TASK GOAL: Except for the pictures, reproduce the records word for word.

INPUT DATA:
= Beginning of Section =

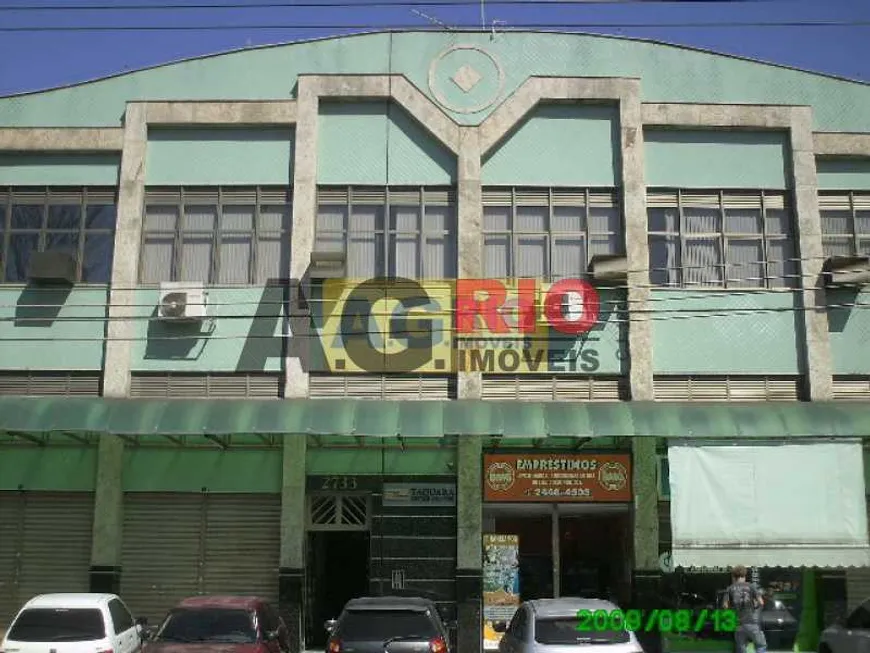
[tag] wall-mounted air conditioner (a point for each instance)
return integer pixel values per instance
(182, 302)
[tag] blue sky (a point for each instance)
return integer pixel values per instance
(37, 60)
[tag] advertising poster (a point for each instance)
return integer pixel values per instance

= End of Section =

EXPECTED ANSWER:
[tag] wall-mounted air conditioner (a point for each instance)
return integer pixel values per instance
(182, 302)
[tag] blue sky (a point for each instance)
return integer pixel values per instance
(37, 60)
[tag] advertising poster (a point for each instance)
return integer pixel values per instance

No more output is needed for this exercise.